#### RECORDS FOR THE EXERCISE:
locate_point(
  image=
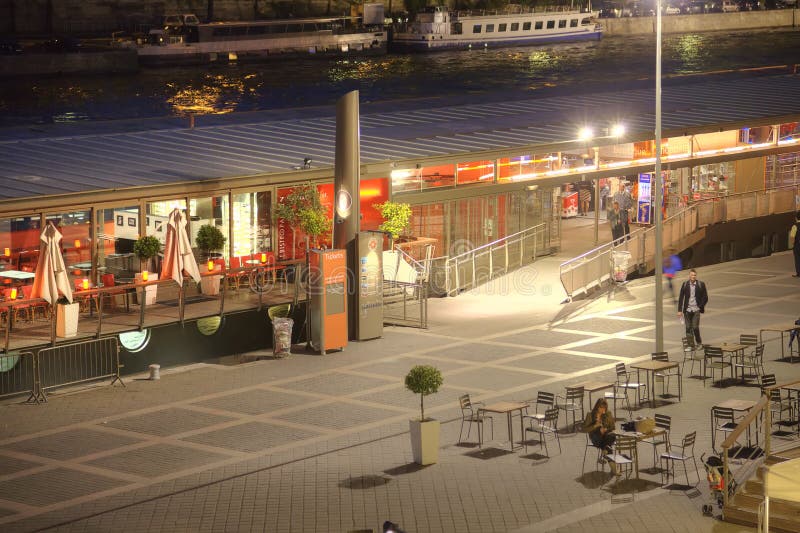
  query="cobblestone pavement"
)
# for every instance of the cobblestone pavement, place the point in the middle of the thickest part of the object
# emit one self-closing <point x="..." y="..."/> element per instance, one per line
<point x="320" y="443"/>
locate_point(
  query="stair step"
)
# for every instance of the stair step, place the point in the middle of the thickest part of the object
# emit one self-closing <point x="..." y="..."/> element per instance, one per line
<point x="747" y="517"/>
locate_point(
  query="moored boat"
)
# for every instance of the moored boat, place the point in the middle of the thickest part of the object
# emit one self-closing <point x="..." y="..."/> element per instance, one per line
<point x="439" y="29"/>
<point x="190" y="42"/>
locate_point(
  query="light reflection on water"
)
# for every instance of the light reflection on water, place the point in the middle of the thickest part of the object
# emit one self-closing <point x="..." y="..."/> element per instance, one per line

#### DIRECTION:
Turn the lines above into a Markdown table with the columns "Row" and "Line", one numbered row per line, skipping blank lines. Leave the picture out of the table.

#### FINISHED TASK:
| Row | Line |
|---|---|
| 1 | locate_point( |
| 2 |   image= |
| 3 |   query="cobblestone pavement" |
| 4 | ) |
| 5 | # for every instance of the cobblestone pavement, place the point in the middle of the thickest part of the object |
| 6 | # emit one self-closing <point x="..." y="..."/> element per instance, one per line |
| 7 | <point x="320" y="443"/> |
| 8 | locate_point( |
| 9 |   query="stair step" |
| 10 | ) |
| 11 | # for every instance of the stair step, place the point in the middle of the thickest part of the object |
| 12 | # emit one self-closing <point x="..." y="..."/> element per instance, one per line |
| 13 | <point x="747" y="517"/> |
| 14 | locate_point( |
| 15 |   query="moored boat" |
| 16 | ) |
| 17 | # for every instance of the moored boat, place the point in the middle of the thickest part of the object |
| 18 | # emit one self-closing <point x="..." y="..."/> element per instance, one per line |
| 19 | <point x="439" y="29"/> |
| 20 | <point x="190" y="42"/> |
| 21 | locate_point( |
| 22 |   query="light reflection on water" |
| 23 | ) |
| 24 | # for every instance of the light reflection on water, place the point in the middle of the thickest part of the object |
| 25 | # emit one self-closing <point x="..." y="..."/> element per instance, one per line |